Document extract.
■ ■ ■ ■ ■ ■ ■

# Optimisation for Machine Learning

November 08, 2023

In [1]:
import numpy as np
import matplotlib.pyplot as plt
plt.style.use('default')
plt.rc('text', usetex=True)
plt.rc('font', family='sans-serif')
plt.rc('font', size=14)
plt.rc('axes', titlesize=14)
plt.rc('axes', labelsize=14)
plt.rc('xtick', labelsize=14)
plt.rc('ytick', labelsize=14)
plt.rc('legend', fontsize=14)
plt.rc('lines', markersize=10)

## Finite sum problems

$$
\min_{w \in \mathbb{R}^d} f(w) = \sum_{i=1}^n f_i(w)
$$

where $f_i$ is convex and $L$-smooth for all $i$.

**Example:** Linear least squares
$$
\mathbb{X} = \begin{bmatrix} x_1^T \\ \vdots \\ x_n^T \end{bmatrix} \in \mathbb{R}^{n \times d}, \quad y = \begin{bmatrix} y_1 \\ \vdots \\ y_n \end{bmatrix} \in \mathbb{R}^n
$$
$$
f(w) = \frac{1}{2n} \| \mathbb{X} w - y \|_2^2 = \frac{1}{2n} \sum_{i=1}^n \underbrace{\left( x_i^T w - y_i \right)^2}_{f_i(w)}
$$

Typical ML setup is $n \gg 1$.

Main cost of algortihm is to access the data.

Assumptions:
- $f_i$ is convex and $L$-smooth for all $i$, $f_i \in \mathcal{C}^1$ for all $i$

Gradient descent: $\nabla f(w) = \frac{1}{n} \sum_{i=1}^n \nabla f_i(w)$
Iteration $k$: $w_{k+1} = w_k - \alpha_k \nabla f(w_k)$ = $w_k - \alpha_k \frac{1}{n} \sum_{i=1}^n \nabla f_i(w_k)$
Where $\alpha_k$ is the step size with $\alpha_k > 0$.

■ ■ ■ ■ ■ ■ ■

Recorded data.
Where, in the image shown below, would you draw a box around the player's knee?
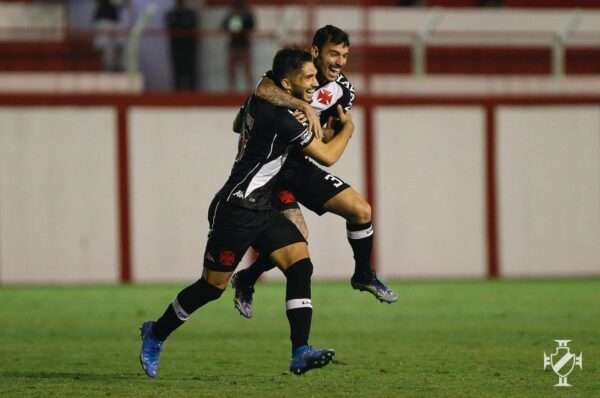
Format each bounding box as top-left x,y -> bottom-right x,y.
284,258 -> 313,300
270,242 -> 308,270
348,198 -> 371,224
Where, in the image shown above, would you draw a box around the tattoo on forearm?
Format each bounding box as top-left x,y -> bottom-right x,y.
281,209 -> 308,240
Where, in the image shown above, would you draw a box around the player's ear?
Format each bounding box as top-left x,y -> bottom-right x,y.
310,46 -> 319,59
281,77 -> 292,92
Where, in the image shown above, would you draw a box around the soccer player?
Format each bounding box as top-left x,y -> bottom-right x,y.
140,49 -> 354,377
232,25 -> 398,318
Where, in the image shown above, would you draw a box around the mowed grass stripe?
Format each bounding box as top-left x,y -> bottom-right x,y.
0,279 -> 600,397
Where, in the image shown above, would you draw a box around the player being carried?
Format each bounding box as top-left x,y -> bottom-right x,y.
232,25 -> 398,318
140,49 -> 354,377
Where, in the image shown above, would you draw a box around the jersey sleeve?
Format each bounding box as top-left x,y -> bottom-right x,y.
338,75 -> 356,111
279,109 -> 315,148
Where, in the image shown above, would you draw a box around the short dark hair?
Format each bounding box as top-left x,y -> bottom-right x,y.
271,48 -> 312,84
313,25 -> 350,50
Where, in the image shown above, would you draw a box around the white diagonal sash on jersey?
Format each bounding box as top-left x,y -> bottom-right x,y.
244,153 -> 287,198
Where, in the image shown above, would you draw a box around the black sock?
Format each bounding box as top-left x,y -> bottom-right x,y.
285,258 -> 313,352
238,254 -> 275,286
346,222 -> 373,276
152,278 -> 223,341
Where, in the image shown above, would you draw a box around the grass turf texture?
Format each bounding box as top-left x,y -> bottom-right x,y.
0,279 -> 600,398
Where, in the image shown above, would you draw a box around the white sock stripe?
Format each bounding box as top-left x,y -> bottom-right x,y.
285,299 -> 312,310
347,225 -> 373,239
171,297 -> 190,321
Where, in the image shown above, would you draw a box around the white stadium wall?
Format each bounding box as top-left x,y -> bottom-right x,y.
0,106 -> 119,283
498,106 -> 600,277
0,95 -> 600,284
374,106 -> 487,278
129,107 -> 243,281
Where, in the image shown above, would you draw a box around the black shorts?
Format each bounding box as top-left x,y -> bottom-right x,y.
204,197 -> 306,272
273,158 -> 350,215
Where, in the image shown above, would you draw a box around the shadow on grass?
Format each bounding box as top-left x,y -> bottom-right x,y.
0,372 -> 141,381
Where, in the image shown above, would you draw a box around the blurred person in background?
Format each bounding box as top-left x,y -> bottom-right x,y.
94,0 -> 126,72
165,0 -> 198,91
222,0 -> 255,90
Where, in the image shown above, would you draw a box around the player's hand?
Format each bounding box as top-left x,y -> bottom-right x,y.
292,109 -> 308,124
337,105 -> 353,125
302,104 -> 323,140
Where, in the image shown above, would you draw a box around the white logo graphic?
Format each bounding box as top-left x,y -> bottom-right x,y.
544,340 -> 583,387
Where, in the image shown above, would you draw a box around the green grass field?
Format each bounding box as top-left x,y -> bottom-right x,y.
0,279 -> 600,398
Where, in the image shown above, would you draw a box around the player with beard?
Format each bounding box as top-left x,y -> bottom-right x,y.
232,25 -> 398,318
140,49 -> 354,377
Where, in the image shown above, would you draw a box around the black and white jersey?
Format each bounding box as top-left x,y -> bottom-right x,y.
217,95 -> 313,210
310,73 -> 356,125
265,71 -> 356,125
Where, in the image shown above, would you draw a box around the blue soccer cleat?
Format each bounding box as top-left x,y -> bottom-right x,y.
140,321 -> 163,378
290,345 -> 335,375
231,272 -> 254,319
350,273 -> 398,304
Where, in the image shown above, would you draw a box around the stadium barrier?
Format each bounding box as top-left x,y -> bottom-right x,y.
0,94 -> 600,284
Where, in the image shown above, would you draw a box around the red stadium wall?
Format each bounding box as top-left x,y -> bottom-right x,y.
0,95 -> 600,283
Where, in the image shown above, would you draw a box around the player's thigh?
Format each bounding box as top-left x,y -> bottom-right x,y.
289,161 -> 350,215
253,213 -> 308,269
204,200 -> 264,283
272,184 -> 308,240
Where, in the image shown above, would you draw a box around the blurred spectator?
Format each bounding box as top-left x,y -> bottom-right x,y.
223,0 -> 254,90
165,0 -> 198,91
94,0 -> 125,72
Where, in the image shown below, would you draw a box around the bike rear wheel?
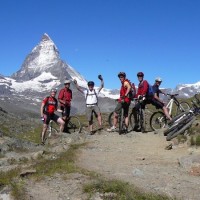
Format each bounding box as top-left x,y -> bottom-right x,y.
176,101 -> 190,115
67,116 -> 82,133
44,126 -> 59,143
139,109 -> 146,133
129,113 -> 135,130
150,111 -> 167,131
119,109 -> 127,134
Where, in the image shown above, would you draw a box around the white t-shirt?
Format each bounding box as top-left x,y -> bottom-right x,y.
84,89 -> 99,106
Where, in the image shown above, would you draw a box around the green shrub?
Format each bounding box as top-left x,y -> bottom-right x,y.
190,135 -> 196,146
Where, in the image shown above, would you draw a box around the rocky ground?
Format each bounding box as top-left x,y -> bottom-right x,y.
0,122 -> 200,200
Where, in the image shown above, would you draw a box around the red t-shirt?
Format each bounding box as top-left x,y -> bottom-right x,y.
136,80 -> 149,97
58,88 -> 72,106
42,96 -> 57,114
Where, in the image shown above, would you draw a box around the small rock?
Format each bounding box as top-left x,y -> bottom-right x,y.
20,169 -> 36,177
31,150 -> 44,160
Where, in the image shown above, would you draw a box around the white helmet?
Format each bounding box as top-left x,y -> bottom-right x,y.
64,80 -> 71,84
155,77 -> 162,82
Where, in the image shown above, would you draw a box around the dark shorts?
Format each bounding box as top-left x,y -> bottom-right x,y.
60,106 -> 71,117
115,102 -> 130,117
44,114 -> 59,125
86,105 -> 100,121
150,99 -> 164,109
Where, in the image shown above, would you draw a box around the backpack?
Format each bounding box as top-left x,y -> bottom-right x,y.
126,79 -> 136,100
147,83 -> 154,98
129,83 -> 136,100
43,96 -> 58,114
85,89 -> 98,105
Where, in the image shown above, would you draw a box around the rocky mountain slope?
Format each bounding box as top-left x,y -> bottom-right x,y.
0,33 -> 200,114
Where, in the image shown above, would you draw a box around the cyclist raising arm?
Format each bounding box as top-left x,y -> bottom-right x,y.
133,72 -> 149,131
150,77 -> 172,120
107,72 -> 131,132
74,75 -> 104,135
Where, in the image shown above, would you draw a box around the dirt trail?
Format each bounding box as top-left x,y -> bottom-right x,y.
78,132 -> 200,200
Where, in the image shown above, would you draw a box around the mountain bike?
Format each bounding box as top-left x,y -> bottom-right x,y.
65,116 -> 82,133
44,120 -> 59,143
44,116 -> 82,141
150,94 -> 190,131
129,97 -> 146,133
108,100 -> 128,135
164,95 -> 200,141
92,111 -> 106,133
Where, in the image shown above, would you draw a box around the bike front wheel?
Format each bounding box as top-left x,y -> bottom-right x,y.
150,111 -> 167,131
166,116 -> 196,141
67,116 -> 82,133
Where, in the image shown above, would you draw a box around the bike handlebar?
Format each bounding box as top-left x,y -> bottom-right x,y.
166,93 -> 179,98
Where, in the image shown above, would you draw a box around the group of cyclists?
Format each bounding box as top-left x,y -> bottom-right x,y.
40,75 -> 104,145
107,72 -> 172,132
40,72 -> 171,144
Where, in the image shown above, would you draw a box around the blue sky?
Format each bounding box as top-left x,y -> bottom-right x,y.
0,0 -> 200,88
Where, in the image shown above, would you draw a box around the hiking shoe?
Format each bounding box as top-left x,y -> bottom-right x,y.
133,124 -> 139,131
107,126 -> 117,132
165,144 -> 173,150
98,127 -> 103,131
90,131 -> 95,135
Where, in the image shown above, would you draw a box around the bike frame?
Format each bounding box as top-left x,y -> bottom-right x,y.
166,94 -> 184,115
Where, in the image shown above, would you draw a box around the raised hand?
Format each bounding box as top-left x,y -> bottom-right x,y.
98,74 -> 103,81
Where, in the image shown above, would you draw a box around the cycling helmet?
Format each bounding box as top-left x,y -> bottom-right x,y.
155,77 -> 162,82
137,72 -> 144,76
64,80 -> 71,85
88,81 -> 94,86
118,72 -> 126,77
51,88 -> 57,93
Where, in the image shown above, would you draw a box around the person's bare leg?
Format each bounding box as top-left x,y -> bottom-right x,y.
89,121 -> 93,133
163,107 -> 172,120
57,117 -> 65,132
98,113 -> 102,128
113,112 -> 118,127
41,124 -> 47,143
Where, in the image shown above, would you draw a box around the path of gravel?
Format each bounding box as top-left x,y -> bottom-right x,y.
78,132 -> 200,200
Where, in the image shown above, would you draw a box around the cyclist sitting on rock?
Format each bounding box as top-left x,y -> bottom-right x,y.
107,72 -> 131,132
149,77 -> 172,120
40,89 -> 65,145
58,80 -> 72,132
74,75 -> 104,135
133,72 -> 149,131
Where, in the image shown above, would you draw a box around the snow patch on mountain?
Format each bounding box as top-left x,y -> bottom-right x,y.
7,72 -> 61,92
67,65 -> 87,88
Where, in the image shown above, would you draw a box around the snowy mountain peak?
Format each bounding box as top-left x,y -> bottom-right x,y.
12,33 -> 61,81
42,33 -> 51,41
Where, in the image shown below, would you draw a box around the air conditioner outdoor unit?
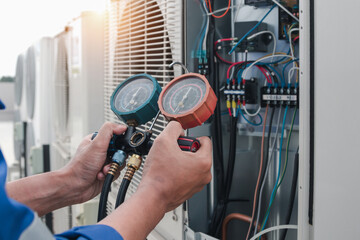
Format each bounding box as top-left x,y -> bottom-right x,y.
52,12 -> 104,232
25,38 -> 54,175
104,0 -> 186,240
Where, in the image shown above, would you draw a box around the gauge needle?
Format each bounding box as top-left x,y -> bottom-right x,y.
174,88 -> 191,112
126,88 -> 140,108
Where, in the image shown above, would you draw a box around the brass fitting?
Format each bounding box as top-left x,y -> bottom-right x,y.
126,119 -> 139,127
124,154 -> 142,181
108,162 -> 120,176
124,167 -> 136,181
127,154 -> 142,171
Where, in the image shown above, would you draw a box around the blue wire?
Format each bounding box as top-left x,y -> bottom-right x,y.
261,106 -> 288,231
228,4 -> 277,55
282,58 -> 299,84
238,106 -> 263,127
194,1 -> 207,54
256,62 -> 285,85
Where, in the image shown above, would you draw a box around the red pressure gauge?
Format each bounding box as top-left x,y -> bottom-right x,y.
158,73 -> 217,129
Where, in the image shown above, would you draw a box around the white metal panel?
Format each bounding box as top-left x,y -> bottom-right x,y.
104,0 -> 183,239
312,0 -> 360,240
298,0 -> 311,240
69,12 -> 104,156
26,38 -> 54,145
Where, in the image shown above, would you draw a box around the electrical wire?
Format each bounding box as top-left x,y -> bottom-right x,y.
280,147 -> 299,240
205,0 -> 231,18
221,213 -> 265,240
241,54 -> 294,85
261,106 -> 289,230
237,106 -> 263,127
272,0 -> 299,22
247,31 -> 277,60
228,4 -> 276,55
250,225 -> 298,240
276,107 -> 297,191
255,108 -> 282,234
246,104 -> 269,240
288,67 -> 300,86
287,25 -> 299,81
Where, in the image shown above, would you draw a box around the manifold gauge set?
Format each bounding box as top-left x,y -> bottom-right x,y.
93,69 -> 217,221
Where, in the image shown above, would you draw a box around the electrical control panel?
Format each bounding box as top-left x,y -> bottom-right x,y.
185,0 -> 301,240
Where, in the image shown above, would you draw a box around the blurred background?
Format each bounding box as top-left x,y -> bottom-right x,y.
0,0 -> 106,169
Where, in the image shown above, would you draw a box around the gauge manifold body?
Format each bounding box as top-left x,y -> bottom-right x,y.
158,73 -> 217,129
110,74 -> 161,125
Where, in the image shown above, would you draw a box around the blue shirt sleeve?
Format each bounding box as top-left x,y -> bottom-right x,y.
55,224 -> 123,240
0,149 -> 123,240
0,149 -> 35,239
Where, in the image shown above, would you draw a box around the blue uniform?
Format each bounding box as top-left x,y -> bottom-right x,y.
0,149 -> 123,240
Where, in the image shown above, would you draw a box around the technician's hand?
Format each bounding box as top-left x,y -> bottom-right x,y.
61,123 -> 126,203
99,122 -> 212,240
138,121 -> 212,211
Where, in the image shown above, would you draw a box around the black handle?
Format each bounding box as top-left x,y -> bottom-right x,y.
178,137 -> 200,152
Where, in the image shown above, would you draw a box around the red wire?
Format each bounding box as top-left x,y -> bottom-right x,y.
205,0 -> 231,18
214,38 -> 236,64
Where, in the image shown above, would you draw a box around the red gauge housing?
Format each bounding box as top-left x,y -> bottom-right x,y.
158,73 -> 217,129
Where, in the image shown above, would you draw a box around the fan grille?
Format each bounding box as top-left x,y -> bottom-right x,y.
104,0 -> 182,199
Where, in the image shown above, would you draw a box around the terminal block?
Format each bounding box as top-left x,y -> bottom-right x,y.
224,78 -> 258,104
261,87 -> 299,107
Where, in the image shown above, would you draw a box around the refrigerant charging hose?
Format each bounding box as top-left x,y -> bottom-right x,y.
98,150 -> 127,222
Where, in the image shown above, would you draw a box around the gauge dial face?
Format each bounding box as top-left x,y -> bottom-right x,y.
114,77 -> 154,112
162,77 -> 206,115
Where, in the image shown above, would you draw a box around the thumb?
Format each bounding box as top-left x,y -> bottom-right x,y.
93,122 -> 127,149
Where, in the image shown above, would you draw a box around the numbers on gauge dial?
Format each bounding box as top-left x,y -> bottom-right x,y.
114,78 -> 154,112
162,77 -> 206,114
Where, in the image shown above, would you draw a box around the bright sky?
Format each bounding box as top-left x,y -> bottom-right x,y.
0,0 -> 106,77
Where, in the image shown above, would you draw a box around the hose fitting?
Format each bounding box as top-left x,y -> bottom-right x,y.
124,154 -> 142,181
108,150 -> 127,176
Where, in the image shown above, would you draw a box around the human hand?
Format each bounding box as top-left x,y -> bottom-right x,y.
60,122 -> 127,203
138,121 -> 212,212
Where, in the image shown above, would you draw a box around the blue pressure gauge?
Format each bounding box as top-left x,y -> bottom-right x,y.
110,74 -> 161,125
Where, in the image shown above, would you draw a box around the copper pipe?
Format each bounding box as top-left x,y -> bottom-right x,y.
221,213 -> 266,240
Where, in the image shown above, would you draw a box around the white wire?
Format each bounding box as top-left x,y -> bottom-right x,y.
243,104 -> 261,117
272,0 -> 299,22
234,0 -> 245,23
247,31 -> 277,86
254,108 -> 282,234
288,67 -> 300,85
250,225 -> 298,240
241,54 -> 294,79
247,31 -> 277,61
288,28 -> 299,80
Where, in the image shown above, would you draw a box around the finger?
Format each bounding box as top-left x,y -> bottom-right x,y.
78,134 -> 92,148
96,172 -> 105,181
196,137 -> 212,155
93,122 -> 127,149
160,121 -> 184,139
102,164 -> 111,175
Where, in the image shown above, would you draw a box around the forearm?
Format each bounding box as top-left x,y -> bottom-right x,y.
99,188 -> 166,240
6,171 -> 78,216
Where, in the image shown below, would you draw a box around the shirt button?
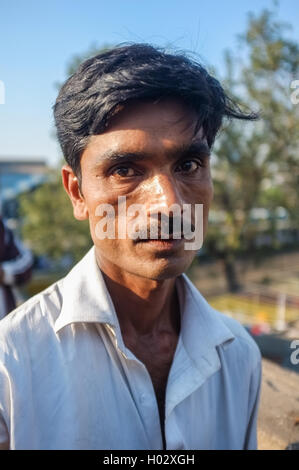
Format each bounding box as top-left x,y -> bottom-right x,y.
140,393 -> 146,403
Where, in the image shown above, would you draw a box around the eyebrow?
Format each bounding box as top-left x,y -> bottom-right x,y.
96,142 -> 211,164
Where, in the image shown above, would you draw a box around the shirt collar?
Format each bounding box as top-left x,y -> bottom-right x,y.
55,246 -> 235,362
54,246 -> 118,333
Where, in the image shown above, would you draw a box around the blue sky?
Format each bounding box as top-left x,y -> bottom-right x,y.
0,0 -> 299,164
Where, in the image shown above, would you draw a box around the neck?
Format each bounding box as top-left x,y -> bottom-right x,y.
97,253 -> 180,338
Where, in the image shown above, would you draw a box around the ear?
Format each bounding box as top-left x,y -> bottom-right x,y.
61,165 -> 88,220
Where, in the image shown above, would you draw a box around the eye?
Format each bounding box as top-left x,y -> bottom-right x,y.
176,160 -> 201,173
111,165 -> 135,178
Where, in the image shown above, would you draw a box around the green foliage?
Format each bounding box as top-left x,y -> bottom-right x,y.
206,10 -> 299,255
19,44 -> 114,262
20,165 -> 92,262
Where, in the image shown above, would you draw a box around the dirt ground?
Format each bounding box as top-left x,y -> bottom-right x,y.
258,359 -> 299,450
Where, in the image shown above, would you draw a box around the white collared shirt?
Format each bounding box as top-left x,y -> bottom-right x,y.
0,247 -> 261,450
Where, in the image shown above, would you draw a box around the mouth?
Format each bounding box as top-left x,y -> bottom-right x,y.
136,235 -> 184,251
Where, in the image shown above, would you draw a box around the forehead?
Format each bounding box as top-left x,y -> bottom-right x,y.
87,99 -> 204,153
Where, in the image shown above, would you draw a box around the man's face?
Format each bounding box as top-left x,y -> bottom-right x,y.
67,99 -> 213,280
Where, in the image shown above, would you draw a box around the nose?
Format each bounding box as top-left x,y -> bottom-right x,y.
147,173 -> 183,213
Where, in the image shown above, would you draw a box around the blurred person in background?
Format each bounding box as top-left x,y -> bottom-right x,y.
0,214 -> 33,320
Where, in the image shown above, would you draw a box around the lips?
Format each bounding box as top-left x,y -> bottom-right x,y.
136,233 -> 184,243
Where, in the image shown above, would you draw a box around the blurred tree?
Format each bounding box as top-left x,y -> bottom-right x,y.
19,44 -> 110,263
205,11 -> 299,291
20,170 -> 92,262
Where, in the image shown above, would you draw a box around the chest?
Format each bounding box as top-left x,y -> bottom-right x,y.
125,335 -> 178,417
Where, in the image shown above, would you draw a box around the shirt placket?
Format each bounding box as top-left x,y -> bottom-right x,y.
106,324 -> 164,449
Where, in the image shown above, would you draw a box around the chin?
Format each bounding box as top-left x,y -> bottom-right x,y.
136,259 -> 192,281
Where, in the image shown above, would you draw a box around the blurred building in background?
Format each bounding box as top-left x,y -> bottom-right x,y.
0,155 -> 48,229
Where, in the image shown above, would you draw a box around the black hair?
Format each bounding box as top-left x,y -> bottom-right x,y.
53,43 -> 257,179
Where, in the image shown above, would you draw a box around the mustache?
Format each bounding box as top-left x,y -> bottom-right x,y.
135,214 -> 195,242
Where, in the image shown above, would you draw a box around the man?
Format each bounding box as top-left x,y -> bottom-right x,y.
0,44 -> 261,449
0,216 -> 33,319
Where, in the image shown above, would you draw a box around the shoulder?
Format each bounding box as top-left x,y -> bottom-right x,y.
216,307 -> 262,369
0,279 -> 63,364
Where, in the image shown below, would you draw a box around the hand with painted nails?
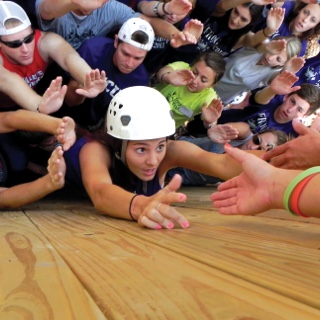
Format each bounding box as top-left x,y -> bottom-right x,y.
131,175 -> 189,230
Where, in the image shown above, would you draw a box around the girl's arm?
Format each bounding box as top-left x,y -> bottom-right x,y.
0,110 -> 76,150
0,146 -> 66,209
80,142 -> 189,229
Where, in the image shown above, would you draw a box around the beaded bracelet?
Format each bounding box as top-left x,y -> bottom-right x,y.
282,166 -> 320,215
289,172 -> 318,218
153,1 -> 161,17
129,194 -> 141,221
162,2 -> 170,14
262,28 -> 270,38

■ ■ ■ ■ ■ ■ ■

What is needed.
Retype the passage of the optimization notes that begins at the words "plt.rc('font', size=14)" and stops after "plt.rc('legend', fontsize=14)". The rows have nothing to do with the optimization notes.

Task answer.
plt.rc('font', size=14)
plt.rc('axes', titlesize=14)
plt.rc('axes', labelsize=14)
plt.rc('xtick', labelsize=14)
plt.rc('ytick', labelsize=14)
plt.rc('legend', fontsize=14)